## What is expected
All records should be reproduced verbatim.

[Collection entries]
____

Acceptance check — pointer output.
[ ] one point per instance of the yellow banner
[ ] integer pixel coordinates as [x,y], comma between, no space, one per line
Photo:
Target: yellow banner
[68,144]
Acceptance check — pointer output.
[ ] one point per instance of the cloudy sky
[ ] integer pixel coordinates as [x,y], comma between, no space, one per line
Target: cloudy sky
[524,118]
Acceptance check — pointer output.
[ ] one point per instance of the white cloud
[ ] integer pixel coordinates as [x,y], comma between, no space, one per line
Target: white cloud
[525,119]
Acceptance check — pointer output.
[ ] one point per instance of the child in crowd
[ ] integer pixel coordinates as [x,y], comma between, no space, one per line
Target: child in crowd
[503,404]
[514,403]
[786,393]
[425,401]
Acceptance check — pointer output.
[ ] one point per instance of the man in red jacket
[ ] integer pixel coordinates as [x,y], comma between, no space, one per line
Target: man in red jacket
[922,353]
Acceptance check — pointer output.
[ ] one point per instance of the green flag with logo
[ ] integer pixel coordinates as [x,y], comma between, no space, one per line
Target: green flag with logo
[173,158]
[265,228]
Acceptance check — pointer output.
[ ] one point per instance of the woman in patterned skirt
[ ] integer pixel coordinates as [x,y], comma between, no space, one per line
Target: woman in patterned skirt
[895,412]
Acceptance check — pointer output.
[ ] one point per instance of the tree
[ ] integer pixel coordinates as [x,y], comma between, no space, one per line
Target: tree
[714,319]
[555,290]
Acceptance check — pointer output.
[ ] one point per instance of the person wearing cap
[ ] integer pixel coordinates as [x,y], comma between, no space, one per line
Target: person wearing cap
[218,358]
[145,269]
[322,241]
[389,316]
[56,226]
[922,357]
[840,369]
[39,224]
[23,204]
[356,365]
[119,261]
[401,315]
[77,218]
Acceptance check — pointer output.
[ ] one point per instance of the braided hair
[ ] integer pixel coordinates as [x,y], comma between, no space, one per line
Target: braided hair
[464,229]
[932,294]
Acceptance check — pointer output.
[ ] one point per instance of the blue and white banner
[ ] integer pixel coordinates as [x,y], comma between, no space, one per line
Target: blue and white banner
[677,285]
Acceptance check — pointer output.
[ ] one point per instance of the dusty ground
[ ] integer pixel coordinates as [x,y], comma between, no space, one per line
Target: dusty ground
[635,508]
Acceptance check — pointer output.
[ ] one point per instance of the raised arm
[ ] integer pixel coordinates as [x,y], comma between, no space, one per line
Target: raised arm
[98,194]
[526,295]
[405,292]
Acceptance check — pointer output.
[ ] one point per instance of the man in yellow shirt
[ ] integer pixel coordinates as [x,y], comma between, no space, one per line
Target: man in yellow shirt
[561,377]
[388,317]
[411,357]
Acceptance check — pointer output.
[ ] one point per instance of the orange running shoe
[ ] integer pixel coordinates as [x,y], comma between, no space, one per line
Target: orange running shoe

____

## Written solution
Acceptance check — pointer output.
[ ] one point per instance of the yellow banner
[ ] integer pixel coordinates as [x,y], comma between, no space, one per line
Photo:
Target: yellow banner
[68,144]
Acceptance check — pointer output.
[ ] one point per instance of the cloudy sky
[ ] integer pixel coordinates as [x,y], comma between, no space, one per line
Target: cloudy sky
[524,118]
Acceptance check — pointer output.
[ ] one point per instance of the white cloud
[ ] integer pixel coordinates as [x,y], comma between, no space, one per line
Target: white cloud
[525,119]
Acceptance check — pointer output.
[ ] one point per instance of the child in crowd
[ ] integer pixel coordinates as [x,y], comma between, no space, one per line
Target: child in crowd
[503,404]
[514,403]
[786,393]
[425,401]
Acceptance check — pointer output.
[ ] one point per instance of the man in red jacket
[ ] integer pixel coordinates as [x,y], comma between, no space, one per line
Target: man in red jacket
[922,353]
Acceptance check — pointer output.
[ ] one point per instance of the green flag with logo
[ ] integer pixel coordinates as [x,y], comma between, no space, one per line
Target: green flag with logo
[173,158]
[265,228]
Acceptance check — pointer output.
[ ] one point per instance of the woman in patterned skirt
[ ] integer pixel coordinates as [x,y], comma between, no space, one per line
Target: woman in patterned skirt
[895,412]
Acceptance check — pointer output.
[ ] one point per instance of the tree
[ ] integer pixel coordinates as [x,y], comma between, no space, one per line
Target: tree
[714,319]
[555,290]
Acceptance check — pointer output.
[ ] one point per instance of the person wearing cap
[ ] integer pixel coordinates as [x,y], comma between, no space, one per line
Target: person wearing cap
[218,358]
[145,269]
[322,241]
[389,316]
[56,226]
[922,357]
[840,369]
[39,224]
[23,204]
[356,365]
[119,261]
[401,315]
[77,218]
Acceptance check — pointer output.
[ ] one point per instance of the braided hair
[ ] integer pixel coordinates as [x,y], comma between, no space, one per line
Target: braided hair
[464,229]
[932,294]
Acceptance check — pointer output.
[ ] one point per instance of the blue and white banner
[ ] integer pixel coordinates as [x,y], comma between, no space, one per line
Target: blue and white banner
[677,285]
Acceptance check — pointer output.
[ ] one point per instance of the dusty ground
[ ] integer pixel coordinates as [x,y], comma between, no space, one per line
Target: dusty ground
[635,508]
Acceptance check — pointer output.
[ ] one point per instance of the raised arm
[ ] integer pixel coordinates as [x,y], comma between, no space, one per line
Target: raised arm
[98,194]
[526,295]
[405,292]
Acceptance check — pointer output.
[ ] one point per instance of the man in yellow shirt
[ ] integer pixel coordinates as [x,y], comma between, no space, one per line
Target: man in yellow shirt
[561,377]
[388,317]
[411,357]
Acceptance check — pointer output.
[ ] one point per instance of the orange running shoe
[ ] integer pixel coordinates as [x,y], comma between, no space, one per line
Target: orange running shoe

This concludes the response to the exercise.